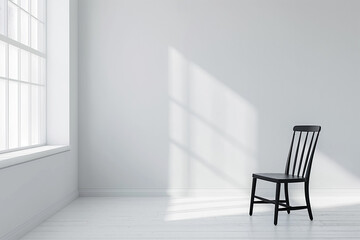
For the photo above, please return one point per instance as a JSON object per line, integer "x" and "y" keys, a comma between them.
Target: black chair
{"x": 301, "y": 168}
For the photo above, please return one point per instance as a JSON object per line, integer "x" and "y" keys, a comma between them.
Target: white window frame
{"x": 42, "y": 135}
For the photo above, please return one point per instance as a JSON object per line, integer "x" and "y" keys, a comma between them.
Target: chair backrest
{"x": 302, "y": 149}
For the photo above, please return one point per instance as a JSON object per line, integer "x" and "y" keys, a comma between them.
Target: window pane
{"x": 34, "y": 68}
{"x": 41, "y": 37}
{"x": 13, "y": 114}
{"x": 2, "y": 115}
{"x": 34, "y": 8}
{"x": 13, "y": 21}
{"x": 42, "y": 115}
{"x": 13, "y": 62}
{"x": 41, "y": 10}
{"x": 24, "y": 28}
{"x": 25, "y": 60}
{"x": 2, "y": 17}
{"x": 25, "y": 4}
{"x": 2, "y": 59}
{"x": 34, "y": 33}
{"x": 35, "y": 118}
{"x": 25, "y": 117}
{"x": 42, "y": 74}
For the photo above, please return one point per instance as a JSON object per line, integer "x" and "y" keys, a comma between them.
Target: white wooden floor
{"x": 197, "y": 218}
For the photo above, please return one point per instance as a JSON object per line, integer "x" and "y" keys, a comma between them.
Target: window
{"x": 22, "y": 74}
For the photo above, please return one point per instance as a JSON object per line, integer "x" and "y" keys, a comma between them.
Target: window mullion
{"x": 7, "y": 96}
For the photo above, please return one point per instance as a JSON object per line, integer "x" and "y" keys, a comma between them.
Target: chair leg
{"x": 286, "y": 188}
{"x": 252, "y": 196}
{"x": 307, "y": 198}
{"x": 277, "y": 196}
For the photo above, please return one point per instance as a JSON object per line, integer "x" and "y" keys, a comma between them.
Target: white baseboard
{"x": 213, "y": 192}
{"x": 36, "y": 220}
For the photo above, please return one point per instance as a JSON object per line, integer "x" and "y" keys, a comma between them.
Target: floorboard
{"x": 197, "y": 218}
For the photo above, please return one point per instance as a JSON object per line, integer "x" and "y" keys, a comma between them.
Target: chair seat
{"x": 278, "y": 177}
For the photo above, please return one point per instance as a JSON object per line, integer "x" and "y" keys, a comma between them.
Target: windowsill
{"x": 31, "y": 154}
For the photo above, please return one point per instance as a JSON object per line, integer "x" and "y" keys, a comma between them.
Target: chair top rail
{"x": 307, "y": 128}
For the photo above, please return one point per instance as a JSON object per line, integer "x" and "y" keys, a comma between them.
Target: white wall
{"x": 33, "y": 191}
{"x": 200, "y": 94}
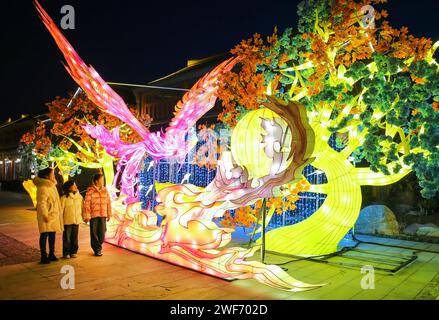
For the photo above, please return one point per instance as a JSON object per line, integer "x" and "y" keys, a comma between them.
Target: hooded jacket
{"x": 71, "y": 205}
{"x": 48, "y": 206}
{"x": 97, "y": 203}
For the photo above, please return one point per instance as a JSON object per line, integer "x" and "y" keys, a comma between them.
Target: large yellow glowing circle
{"x": 248, "y": 147}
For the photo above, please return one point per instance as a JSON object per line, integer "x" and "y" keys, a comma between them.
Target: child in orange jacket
{"x": 97, "y": 210}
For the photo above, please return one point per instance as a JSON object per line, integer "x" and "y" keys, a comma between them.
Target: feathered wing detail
{"x": 173, "y": 143}
{"x": 194, "y": 104}
{"x": 89, "y": 80}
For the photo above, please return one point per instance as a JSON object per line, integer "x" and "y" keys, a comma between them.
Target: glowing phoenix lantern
{"x": 187, "y": 235}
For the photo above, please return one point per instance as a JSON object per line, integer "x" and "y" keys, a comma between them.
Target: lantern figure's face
{"x": 261, "y": 143}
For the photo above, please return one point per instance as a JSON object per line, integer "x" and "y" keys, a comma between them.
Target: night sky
{"x": 139, "y": 41}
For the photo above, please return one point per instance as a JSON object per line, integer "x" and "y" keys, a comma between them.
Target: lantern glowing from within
{"x": 259, "y": 143}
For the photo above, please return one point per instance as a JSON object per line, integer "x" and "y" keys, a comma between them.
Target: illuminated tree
{"x": 377, "y": 87}
{"x": 68, "y": 144}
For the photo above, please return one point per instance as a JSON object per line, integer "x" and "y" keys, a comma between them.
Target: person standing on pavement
{"x": 71, "y": 204}
{"x": 49, "y": 214}
{"x": 97, "y": 210}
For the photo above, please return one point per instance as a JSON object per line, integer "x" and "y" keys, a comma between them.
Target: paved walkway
{"x": 121, "y": 274}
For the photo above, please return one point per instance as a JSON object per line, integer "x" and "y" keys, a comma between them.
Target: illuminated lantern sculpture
{"x": 187, "y": 236}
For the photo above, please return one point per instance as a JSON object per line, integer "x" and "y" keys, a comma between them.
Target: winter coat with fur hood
{"x": 49, "y": 212}
{"x": 72, "y": 208}
{"x": 97, "y": 203}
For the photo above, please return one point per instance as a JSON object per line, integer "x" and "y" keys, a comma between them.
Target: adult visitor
{"x": 49, "y": 214}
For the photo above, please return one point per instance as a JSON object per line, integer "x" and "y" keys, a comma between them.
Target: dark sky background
{"x": 137, "y": 41}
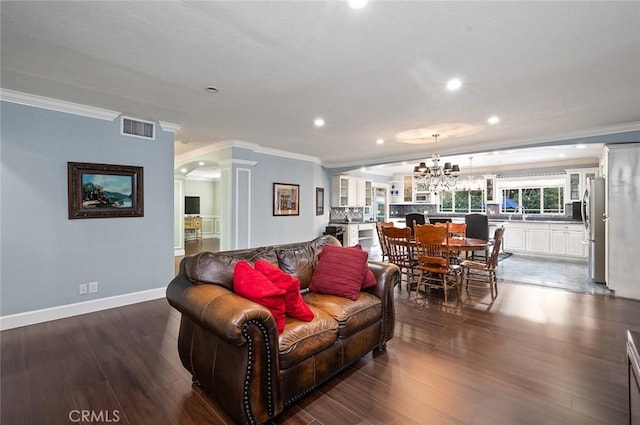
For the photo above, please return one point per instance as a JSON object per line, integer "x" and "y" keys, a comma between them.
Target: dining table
{"x": 464, "y": 244}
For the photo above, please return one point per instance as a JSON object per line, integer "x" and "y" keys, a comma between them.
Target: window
{"x": 533, "y": 200}
{"x": 462, "y": 201}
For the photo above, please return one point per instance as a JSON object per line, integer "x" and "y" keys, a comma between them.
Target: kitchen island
{"x": 359, "y": 232}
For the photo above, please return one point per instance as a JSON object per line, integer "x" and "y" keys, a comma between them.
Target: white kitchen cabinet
{"x": 543, "y": 238}
{"x": 576, "y": 181}
{"x": 395, "y": 192}
{"x": 537, "y": 241}
{"x": 524, "y": 237}
{"x": 350, "y": 192}
{"x": 351, "y": 235}
{"x": 367, "y": 235}
{"x": 514, "y": 238}
{"x": 566, "y": 240}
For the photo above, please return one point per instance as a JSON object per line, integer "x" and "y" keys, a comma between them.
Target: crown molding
{"x": 229, "y": 162}
{"x": 57, "y": 105}
{"x": 234, "y": 143}
{"x": 169, "y": 126}
{"x": 289, "y": 155}
{"x": 576, "y": 136}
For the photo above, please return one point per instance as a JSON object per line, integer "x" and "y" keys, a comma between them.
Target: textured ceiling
{"x": 550, "y": 70}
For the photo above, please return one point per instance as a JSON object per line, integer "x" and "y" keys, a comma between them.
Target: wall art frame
{"x": 104, "y": 190}
{"x": 319, "y": 200}
{"x": 286, "y": 199}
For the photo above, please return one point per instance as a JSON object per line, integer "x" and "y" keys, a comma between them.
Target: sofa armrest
{"x": 387, "y": 275}
{"x": 218, "y": 309}
{"x": 219, "y": 325}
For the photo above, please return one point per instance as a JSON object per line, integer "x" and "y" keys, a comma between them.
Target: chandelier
{"x": 435, "y": 178}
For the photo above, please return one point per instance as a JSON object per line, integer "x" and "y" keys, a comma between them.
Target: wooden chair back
{"x": 431, "y": 245}
{"x": 399, "y": 245}
{"x": 383, "y": 242}
{"x": 492, "y": 261}
{"x": 457, "y": 230}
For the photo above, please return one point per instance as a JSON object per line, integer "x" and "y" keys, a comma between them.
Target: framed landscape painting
{"x": 104, "y": 191}
{"x": 286, "y": 199}
{"x": 319, "y": 200}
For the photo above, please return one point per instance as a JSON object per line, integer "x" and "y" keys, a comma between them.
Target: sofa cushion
{"x": 350, "y": 315}
{"x": 368, "y": 280}
{"x": 217, "y": 268}
{"x": 298, "y": 261}
{"x": 339, "y": 271}
{"x": 301, "y": 340}
{"x": 294, "y": 304}
{"x": 253, "y": 285}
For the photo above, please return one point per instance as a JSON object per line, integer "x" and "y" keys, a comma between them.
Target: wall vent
{"x": 138, "y": 128}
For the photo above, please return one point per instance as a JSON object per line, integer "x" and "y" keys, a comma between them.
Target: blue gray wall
{"x": 44, "y": 255}
{"x": 261, "y": 226}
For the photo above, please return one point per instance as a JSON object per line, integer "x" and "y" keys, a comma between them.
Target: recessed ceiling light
{"x": 357, "y": 4}
{"x": 454, "y": 84}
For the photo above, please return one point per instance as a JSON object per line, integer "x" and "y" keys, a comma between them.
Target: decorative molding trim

### AIM:
List each line of the listing above that contains the string "glowing", copying it in full. Matches must have the same capitalization.

### CORRECT OUTPUT:
Target: large yellow glowing circle
Target: glowing phoenix lantern
Target: lantern glowing from within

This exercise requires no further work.